◆ EXERCISE OBJECTIVE
Repeat every record exactly.

◆ THE DATA
<<<<

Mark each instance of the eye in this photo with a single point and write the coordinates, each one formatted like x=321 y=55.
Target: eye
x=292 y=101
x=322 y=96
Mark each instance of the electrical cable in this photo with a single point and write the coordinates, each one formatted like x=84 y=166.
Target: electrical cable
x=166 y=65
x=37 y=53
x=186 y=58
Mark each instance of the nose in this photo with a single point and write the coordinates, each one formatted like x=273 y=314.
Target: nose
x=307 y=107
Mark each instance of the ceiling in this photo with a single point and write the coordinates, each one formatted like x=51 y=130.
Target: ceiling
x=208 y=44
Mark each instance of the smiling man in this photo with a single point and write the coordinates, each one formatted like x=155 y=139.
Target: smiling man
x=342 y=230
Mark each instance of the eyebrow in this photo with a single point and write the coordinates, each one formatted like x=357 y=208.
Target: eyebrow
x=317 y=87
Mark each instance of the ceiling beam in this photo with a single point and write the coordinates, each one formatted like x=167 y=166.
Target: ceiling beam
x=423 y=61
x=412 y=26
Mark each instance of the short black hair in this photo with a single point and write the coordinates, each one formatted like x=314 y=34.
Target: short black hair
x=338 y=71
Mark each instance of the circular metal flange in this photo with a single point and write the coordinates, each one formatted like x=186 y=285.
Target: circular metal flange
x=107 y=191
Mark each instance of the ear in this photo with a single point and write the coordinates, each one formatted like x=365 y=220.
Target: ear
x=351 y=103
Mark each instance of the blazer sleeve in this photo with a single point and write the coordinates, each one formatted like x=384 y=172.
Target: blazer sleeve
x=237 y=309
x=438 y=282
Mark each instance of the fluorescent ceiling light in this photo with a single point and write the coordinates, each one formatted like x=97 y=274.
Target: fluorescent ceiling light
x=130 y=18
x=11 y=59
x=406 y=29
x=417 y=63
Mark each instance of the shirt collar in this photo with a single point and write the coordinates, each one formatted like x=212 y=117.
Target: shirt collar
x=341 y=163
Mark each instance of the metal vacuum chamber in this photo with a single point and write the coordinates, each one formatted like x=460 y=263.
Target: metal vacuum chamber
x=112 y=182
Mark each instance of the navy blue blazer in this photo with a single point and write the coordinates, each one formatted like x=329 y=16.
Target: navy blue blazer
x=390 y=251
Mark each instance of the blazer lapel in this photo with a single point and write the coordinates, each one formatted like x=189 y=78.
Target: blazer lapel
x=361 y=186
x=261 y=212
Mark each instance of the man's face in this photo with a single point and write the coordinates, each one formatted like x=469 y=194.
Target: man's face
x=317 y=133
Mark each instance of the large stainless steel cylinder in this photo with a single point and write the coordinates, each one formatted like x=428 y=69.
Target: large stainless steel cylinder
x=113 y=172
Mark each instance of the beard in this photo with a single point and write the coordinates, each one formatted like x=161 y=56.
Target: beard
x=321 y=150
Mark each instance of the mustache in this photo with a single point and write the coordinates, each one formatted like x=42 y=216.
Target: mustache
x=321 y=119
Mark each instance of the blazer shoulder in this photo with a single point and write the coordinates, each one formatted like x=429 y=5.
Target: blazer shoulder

>>>>

◆ ANSWER SPACE
Mark each instance of the eye in this photo with a single point and write the coordinates, each one formatted like x=321 y=55.
Target: eye
x=292 y=101
x=322 y=96
Mark each instance of the electrical cable in this photo with a single point and write the coordinates, each one formatted like x=84 y=166.
Target: electrical cable
x=166 y=65
x=37 y=53
x=186 y=58
Mark each instance of the nose in this photo with a single point and write the coordinates, each one formatted like x=273 y=314.
Target: nose
x=307 y=107
Mark each instance of the ceiling in this photo with a single point and write the coordinates, each one formatted like x=51 y=130.
Target: ceiling
x=208 y=44
Mark each instance of the smiling man in this photo with a single point and write the coordinates, each one formatted like x=155 y=139.
Target: smiling man
x=342 y=230
Mark each instance of the eyebrow in this photo with a single point and write the coordinates, each one formatted like x=357 y=208.
Target: eyebrow
x=317 y=87
Mark each instance of the ceiling beam in this photo with a single point and write the coordinates, each one formatted like x=167 y=166.
Target: ceiling beam
x=423 y=61
x=412 y=26
Mark each instance of the short black hair in this photo with a single point and write the coordinates, each one formatted like x=314 y=34.
Target: short black hair
x=338 y=71
Mark each instance of the circular metal flange in this photo with a single point and write the coordinates, each one formatted like x=186 y=285.
Target: circular metal flange
x=107 y=191
Mark each instance of the ear in this photo with a single point and write the coordinates, each one formatted like x=365 y=220.
Target: ear
x=351 y=103
Mark each instance of the blazer sleeve in this photo with a single point and write the coordinates, each one formatted like x=384 y=172.
Target: blazer sleeve
x=237 y=309
x=438 y=282
Mark each instance of the fluorescent ceiling light in this photo with a single point and write the coordinates, each one formatted like x=97 y=274.
Target: fluorescent ceiling light
x=130 y=18
x=11 y=59
x=406 y=29
x=417 y=63
Mark each instance of the shirt collar in this photo with a single point and write the coordinates, each one formatted like x=212 y=117.
Target: shirt collar
x=341 y=163
Mark each instance of the metal vacuum chamber in this photo with a single point and write the coordinates, each one formatted like x=460 y=263.
Target: metal vacuum chamber
x=112 y=182
Mark each instance of the navy blue blazer in this photo with a single point and write the coordinates, each one formatted like x=329 y=16.
Target: navy blue blazer
x=390 y=251
Mark each instance of the blazer lapel in this photo with a single point and write the coordinates, each one formatted like x=189 y=78.
Target: blazer lapel
x=361 y=186
x=261 y=212
Mark each instance of the man's face in this photo with a single point and write the coordinates, each one formatted like x=469 y=194.
Target: man's face
x=317 y=133
Mark each instance of the large stainless steel cylinder in this photo with a single point and write the coordinates, each one formatted like x=428 y=69.
Target: large stainless steel cylinder
x=113 y=172
Mark each instance of the beard in this photo with a single point and write the coordinates, each one formatted like x=161 y=56.
Target: beard
x=321 y=150
Mark each instance of the mustache in this photo with a single point and write the coordinates, each one formatted like x=42 y=216.
Target: mustache
x=321 y=119
Mark each instance of the blazer shoulder in this photo with a single point and write the coordinates, each one formatted like x=429 y=5.
Target: blazer shoulder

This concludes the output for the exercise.